Copy verbatim the block of lines in the entries below whose first line contains "segment --target eyeglasses" and whose last line contains "--target suit jacket". Leave out all other lines.

[DATA RECORDS Boundary: Start]

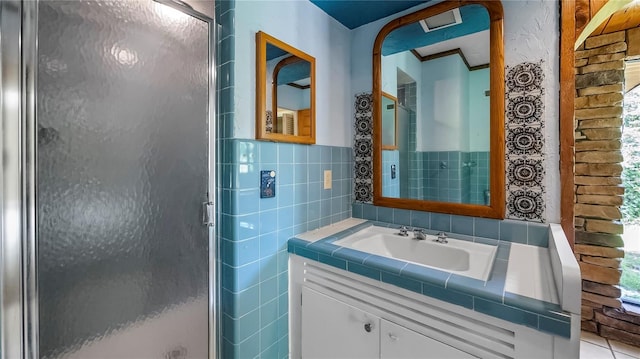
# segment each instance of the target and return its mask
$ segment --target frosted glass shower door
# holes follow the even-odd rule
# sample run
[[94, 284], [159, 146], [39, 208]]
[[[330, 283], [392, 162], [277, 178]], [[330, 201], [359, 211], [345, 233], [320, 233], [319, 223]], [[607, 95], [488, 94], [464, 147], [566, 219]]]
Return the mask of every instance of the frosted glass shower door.
[[209, 26], [39, 2], [41, 357], [208, 356]]

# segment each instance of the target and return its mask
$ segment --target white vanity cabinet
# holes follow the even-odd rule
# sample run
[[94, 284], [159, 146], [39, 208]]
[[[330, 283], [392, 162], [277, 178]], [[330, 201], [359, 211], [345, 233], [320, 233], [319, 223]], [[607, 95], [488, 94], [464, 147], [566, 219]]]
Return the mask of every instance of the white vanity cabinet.
[[390, 321], [381, 320], [380, 358], [475, 358]]
[[[569, 338], [297, 255], [289, 257], [289, 279], [291, 358], [579, 356]], [[574, 319], [579, 340], [579, 315]]]
[[302, 289], [303, 358], [378, 358], [380, 318]]
[[473, 358], [451, 346], [302, 288], [302, 358]]

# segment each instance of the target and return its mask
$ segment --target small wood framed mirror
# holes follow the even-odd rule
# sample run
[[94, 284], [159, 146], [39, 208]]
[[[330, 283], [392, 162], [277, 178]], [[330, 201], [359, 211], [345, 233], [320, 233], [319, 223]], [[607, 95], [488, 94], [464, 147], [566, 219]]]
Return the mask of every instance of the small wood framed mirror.
[[256, 33], [256, 139], [316, 143], [316, 60]]

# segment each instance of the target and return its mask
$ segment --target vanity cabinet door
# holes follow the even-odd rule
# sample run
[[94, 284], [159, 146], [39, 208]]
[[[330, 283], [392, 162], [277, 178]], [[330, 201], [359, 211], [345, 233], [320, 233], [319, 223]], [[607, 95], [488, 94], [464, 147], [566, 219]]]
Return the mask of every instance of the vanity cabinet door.
[[454, 347], [382, 320], [380, 328], [380, 358], [475, 358]]
[[302, 289], [302, 358], [378, 358], [380, 318]]

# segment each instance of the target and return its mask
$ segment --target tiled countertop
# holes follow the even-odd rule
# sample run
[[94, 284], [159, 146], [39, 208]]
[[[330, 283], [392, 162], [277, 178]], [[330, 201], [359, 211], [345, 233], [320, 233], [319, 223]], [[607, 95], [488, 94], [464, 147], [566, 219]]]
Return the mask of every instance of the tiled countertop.
[[[349, 219], [331, 227], [307, 232], [289, 240], [288, 250], [308, 259], [463, 306], [515, 324], [569, 338], [571, 316], [558, 303], [507, 292], [511, 243], [475, 238], [498, 246], [489, 280], [423, 267], [333, 244], [369, 226], [396, 226], [383, 222]], [[452, 238], [458, 238], [455, 234]]]

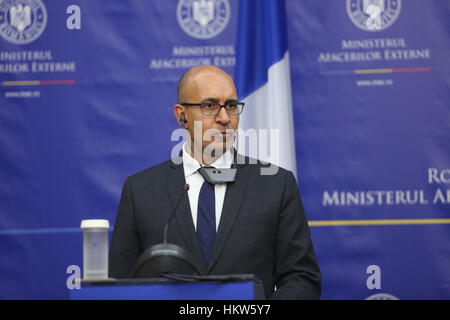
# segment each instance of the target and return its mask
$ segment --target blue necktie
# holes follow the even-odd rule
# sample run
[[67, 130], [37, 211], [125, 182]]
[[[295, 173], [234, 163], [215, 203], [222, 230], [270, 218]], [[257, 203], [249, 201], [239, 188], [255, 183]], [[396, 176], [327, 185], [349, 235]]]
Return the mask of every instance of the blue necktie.
[[198, 197], [197, 238], [203, 254], [205, 266], [209, 259], [216, 239], [216, 197], [214, 185], [205, 180]]

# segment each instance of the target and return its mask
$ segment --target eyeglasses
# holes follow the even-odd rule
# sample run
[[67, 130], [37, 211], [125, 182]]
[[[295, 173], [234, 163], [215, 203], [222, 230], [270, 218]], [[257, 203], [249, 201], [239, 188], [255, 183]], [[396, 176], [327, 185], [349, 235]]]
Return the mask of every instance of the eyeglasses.
[[229, 116], [237, 116], [244, 110], [244, 102], [230, 101], [225, 104], [217, 102], [203, 102], [203, 103], [180, 103], [186, 107], [200, 107], [202, 114], [205, 116], [217, 116], [220, 109], [225, 108], [225, 112]]

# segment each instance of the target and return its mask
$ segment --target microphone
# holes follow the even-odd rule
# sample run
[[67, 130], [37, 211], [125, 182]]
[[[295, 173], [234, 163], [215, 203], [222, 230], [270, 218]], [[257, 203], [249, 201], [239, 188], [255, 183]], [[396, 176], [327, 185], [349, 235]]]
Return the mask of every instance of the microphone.
[[170, 273], [183, 275], [200, 274], [200, 268], [188, 250], [176, 244], [167, 243], [169, 224], [175, 216], [181, 201], [185, 196], [185, 192], [188, 190], [189, 185], [184, 184], [184, 192], [178, 199], [177, 204], [173, 208], [172, 213], [164, 226], [164, 242], [151, 246], [139, 256], [131, 273], [133, 278], [160, 277]]
[[[183, 185], [183, 191], [189, 191], [189, 187], [190, 186], [187, 183], [184, 184]], [[172, 214], [170, 215], [169, 220], [167, 220], [167, 223], [164, 226], [164, 238], [163, 238], [164, 239], [164, 244], [167, 243], [167, 231], [169, 230], [170, 221], [172, 221], [172, 218], [175, 216], [175, 213], [177, 212], [178, 207], [180, 206], [181, 201], [183, 200], [183, 198], [184, 198], [184, 192], [181, 194], [180, 199], [178, 199], [178, 202], [177, 202], [177, 205], [175, 206], [175, 209], [172, 210]], [[172, 205], [170, 205], [170, 206], [172, 206]]]

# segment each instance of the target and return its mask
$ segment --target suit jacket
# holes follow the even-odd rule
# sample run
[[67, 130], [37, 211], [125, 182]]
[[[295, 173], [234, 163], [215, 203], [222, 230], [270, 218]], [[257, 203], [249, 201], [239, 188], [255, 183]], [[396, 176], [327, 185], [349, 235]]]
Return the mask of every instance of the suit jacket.
[[202, 274], [251, 273], [262, 280], [267, 298], [318, 299], [320, 270], [294, 175], [283, 168], [261, 175], [262, 163], [238, 156], [238, 163], [245, 163], [237, 165], [236, 179], [227, 186], [209, 265], [203, 263], [183, 190], [183, 165], [169, 160], [130, 176], [111, 240], [110, 277], [129, 278], [138, 256], [162, 242], [171, 208], [181, 199], [168, 242], [188, 249]]

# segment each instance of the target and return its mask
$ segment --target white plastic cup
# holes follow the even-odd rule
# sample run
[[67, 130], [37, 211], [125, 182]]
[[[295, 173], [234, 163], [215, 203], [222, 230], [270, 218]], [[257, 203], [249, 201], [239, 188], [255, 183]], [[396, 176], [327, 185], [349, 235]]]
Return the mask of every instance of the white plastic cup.
[[83, 230], [83, 278], [108, 278], [109, 221], [82, 220]]

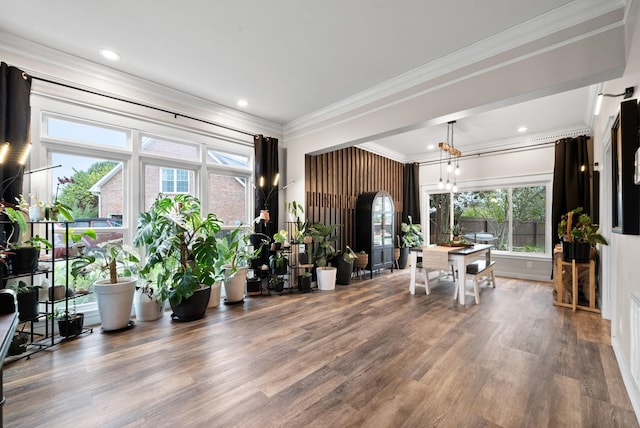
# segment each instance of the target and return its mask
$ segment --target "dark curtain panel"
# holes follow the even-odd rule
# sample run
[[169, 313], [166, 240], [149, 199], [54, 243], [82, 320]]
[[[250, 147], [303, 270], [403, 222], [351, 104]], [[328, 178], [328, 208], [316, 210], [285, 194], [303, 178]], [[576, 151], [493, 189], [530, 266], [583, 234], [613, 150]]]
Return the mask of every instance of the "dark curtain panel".
[[556, 141], [555, 144], [551, 208], [551, 232], [554, 246], [560, 242], [557, 226], [562, 214], [577, 207], [583, 207], [585, 211], [591, 208], [589, 138], [585, 135], [577, 138], [564, 138]]
[[24, 166], [18, 161], [30, 143], [31, 77], [22, 70], [0, 63], [0, 145], [9, 143], [7, 157], [0, 165], [2, 200], [15, 203], [22, 193]]
[[404, 183], [402, 186], [402, 221], [420, 223], [420, 165], [407, 163], [404, 165]]
[[278, 229], [278, 139], [256, 135], [253, 137], [253, 145], [256, 156], [255, 166], [255, 216], [260, 215], [260, 210], [269, 210], [268, 222], [260, 222], [256, 226], [256, 232], [262, 232], [272, 237]]

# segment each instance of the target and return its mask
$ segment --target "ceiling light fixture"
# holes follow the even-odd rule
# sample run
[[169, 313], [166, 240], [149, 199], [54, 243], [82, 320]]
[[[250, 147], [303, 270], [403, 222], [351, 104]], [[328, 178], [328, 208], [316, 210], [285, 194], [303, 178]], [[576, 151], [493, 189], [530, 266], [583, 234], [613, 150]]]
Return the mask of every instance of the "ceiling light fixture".
[[522, 132], [527, 132], [529, 130], [529, 128], [527, 128], [526, 126], [521, 126], [520, 128], [518, 128], [518, 132], [522, 133]]
[[451, 177], [451, 172], [454, 172], [454, 168], [451, 162], [451, 158], [455, 157], [456, 158], [456, 166], [455, 166], [455, 172], [453, 174], [453, 191], [457, 192], [458, 191], [458, 185], [456, 183], [456, 176], [460, 175], [460, 163], [458, 158], [460, 156], [462, 156], [462, 152], [458, 149], [455, 148], [454, 144], [453, 144], [453, 124], [456, 123], [455, 120], [449, 121], [447, 122], [447, 141], [446, 142], [440, 142], [438, 143], [438, 148], [440, 148], [440, 181], [438, 182], [438, 188], [442, 189], [443, 187], [443, 183], [442, 183], [442, 152], [445, 152], [447, 154], [447, 189], [451, 189], [451, 181], [450, 181], [450, 177]]
[[120, 55], [114, 51], [112, 51], [111, 49], [100, 49], [100, 55], [102, 55], [104, 58], [108, 59], [109, 61], [118, 61], [120, 59]]
[[246, 106], [249, 105], [247, 100], [238, 100], [238, 102], [236, 104], [238, 105], [238, 107], [246, 107]]
[[631, 98], [633, 96], [633, 92], [634, 92], [633, 86], [625, 88], [624, 92], [621, 94], [603, 94], [602, 92], [600, 92], [598, 94], [598, 98], [596, 99], [596, 107], [593, 110], [593, 115], [597, 116], [600, 114], [600, 108], [602, 107], [602, 99], [604, 97], [612, 97], [612, 98], [624, 97], [624, 99], [626, 100], [627, 98]]

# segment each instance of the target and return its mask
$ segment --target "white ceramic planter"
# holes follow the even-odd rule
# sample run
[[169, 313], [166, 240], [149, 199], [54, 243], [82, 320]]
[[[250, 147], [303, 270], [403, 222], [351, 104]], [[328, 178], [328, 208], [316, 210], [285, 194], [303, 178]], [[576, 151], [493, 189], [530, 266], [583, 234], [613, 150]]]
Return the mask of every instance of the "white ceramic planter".
[[44, 208], [38, 205], [29, 207], [29, 220], [31, 221], [44, 220]]
[[[229, 269], [230, 268], [226, 268]], [[224, 292], [227, 295], [227, 303], [236, 303], [244, 300], [244, 287], [247, 282], [247, 271], [249, 268], [242, 267], [236, 270], [236, 273], [229, 277], [225, 269]], [[213, 291], [213, 290], [212, 290]]]
[[149, 297], [138, 290], [133, 295], [133, 309], [136, 312], [136, 320], [155, 321], [164, 314], [164, 302], [159, 301], [156, 296]]
[[211, 286], [211, 296], [209, 296], [209, 304], [207, 308], [217, 308], [220, 306], [220, 294], [222, 290], [222, 283], [216, 281]]
[[116, 284], [110, 284], [109, 280], [105, 279], [93, 284], [104, 331], [120, 330], [129, 325], [136, 279], [119, 278], [119, 281]]
[[316, 268], [316, 276], [318, 277], [318, 290], [335, 290], [337, 273], [338, 269], [332, 266]]

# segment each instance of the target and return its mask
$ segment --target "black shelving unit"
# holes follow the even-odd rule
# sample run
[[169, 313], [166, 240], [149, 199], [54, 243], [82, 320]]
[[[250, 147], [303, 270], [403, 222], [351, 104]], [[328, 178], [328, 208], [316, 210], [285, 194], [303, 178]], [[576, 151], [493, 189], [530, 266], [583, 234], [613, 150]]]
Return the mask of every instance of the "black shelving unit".
[[[8, 221], [2, 221], [3, 224], [10, 224]], [[28, 326], [28, 336], [29, 340], [27, 342], [27, 350], [19, 355], [7, 356], [5, 358], [5, 364], [10, 363], [19, 359], [27, 358], [37, 352], [40, 352], [44, 349], [55, 346], [65, 340], [74, 339], [82, 334], [92, 333], [93, 328], [82, 328], [79, 330], [78, 334], [73, 336], [61, 336], [59, 333], [56, 333], [55, 323], [55, 306], [56, 304], [64, 303], [64, 310], [66, 316], [69, 314], [69, 303], [73, 301], [76, 297], [75, 295], [70, 295], [69, 293], [69, 272], [70, 272], [70, 262], [72, 257], [69, 256], [69, 241], [66, 240], [66, 244], [64, 247], [64, 255], [62, 257], [55, 257], [55, 234], [64, 234], [63, 236], [69, 236], [69, 223], [68, 222], [52, 222], [52, 221], [41, 221], [41, 222], [28, 222], [31, 235], [38, 234], [42, 236], [40, 233], [44, 231], [44, 238], [48, 240], [52, 249], [46, 249], [44, 257], [40, 255], [38, 260], [38, 268], [33, 272], [28, 273], [20, 273], [20, 274], [7, 274], [3, 275], [2, 283], [6, 283], [9, 280], [19, 280], [20, 278], [30, 278], [31, 283], [33, 285], [34, 279], [38, 276], [44, 276], [48, 278], [49, 283], [52, 287], [54, 287], [57, 281], [64, 282], [64, 296], [61, 298], [55, 298], [55, 296], [49, 296], [49, 290], [47, 291], [47, 296], [44, 299], [39, 298], [39, 306], [42, 308], [44, 306], [44, 311], [40, 311], [38, 315], [32, 319], [20, 321], [17, 327], [17, 331], [22, 331], [26, 329]], [[59, 225], [59, 228], [56, 228], [56, 225]], [[65, 275], [63, 279], [56, 278], [55, 274], [55, 263], [63, 261], [65, 263]], [[50, 289], [51, 290], [51, 289]], [[52, 298], [53, 297], [53, 298]], [[39, 331], [36, 326], [39, 323], [44, 321], [44, 331]], [[40, 327], [40, 326], [38, 326]], [[40, 328], [40, 330], [42, 330]]]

[DATA RECORDS Boundary: End]

FINISHED EXERCISE
$ segment --target eyeglasses
# holes follow the even-odd rule
# sample run
[[67, 130], [37, 211], [125, 182]]
[[[295, 173], [234, 163], [215, 203], [222, 230], [270, 218]], [[257, 203], [249, 201], [239, 188], [255, 183]], [[396, 176], [327, 185], [349, 235]]]
Return the mask of every instance of the eyeglasses.
[[229, 116], [237, 116], [244, 110], [244, 102], [230, 101], [225, 104], [217, 102], [203, 102], [203, 103], [180, 103], [186, 107], [200, 107], [202, 114], [205, 116], [217, 116], [220, 109], [225, 108], [225, 112]]

# segment each instance of the target and return its mask
$ segment --target microphone
# holes follow the even-odd rule
# sample run
[[67, 130], [37, 211], [125, 182]]
[[[295, 173], [234, 163], [215, 203], [222, 230], [270, 218]], [[257, 203], [249, 201], [239, 188], [255, 183]], [[396, 176], [327, 185], [349, 235]]]
Return the mask of every instance of the microphone.
[[170, 273], [183, 275], [200, 274], [200, 268], [188, 250], [176, 244], [167, 243], [169, 224], [175, 216], [181, 201], [185, 196], [185, 192], [188, 190], [189, 185], [184, 184], [184, 192], [178, 199], [177, 204], [173, 208], [172, 213], [164, 226], [164, 242], [151, 246], [139, 256], [131, 273], [133, 278], [160, 277]]
[[[183, 185], [183, 191], [189, 191], [189, 187], [190, 186], [187, 183], [184, 184]], [[172, 214], [170, 215], [169, 220], [167, 220], [167, 223], [164, 226], [164, 238], [163, 238], [164, 239], [164, 244], [167, 243], [167, 231], [169, 230], [170, 221], [172, 221], [172, 218], [175, 216], [175, 213], [177, 212], [178, 207], [180, 206], [181, 201], [183, 200], [183, 198], [184, 198], [184, 192], [181, 194], [180, 199], [178, 199], [178, 202], [177, 202], [177, 205], [175, 206], [175, 209], [172, 210]], [[172, 205], [170, 205], [170, 206], [172, 206]]]

# segment each instance of the target and return its mask
$ segment --target suit jacket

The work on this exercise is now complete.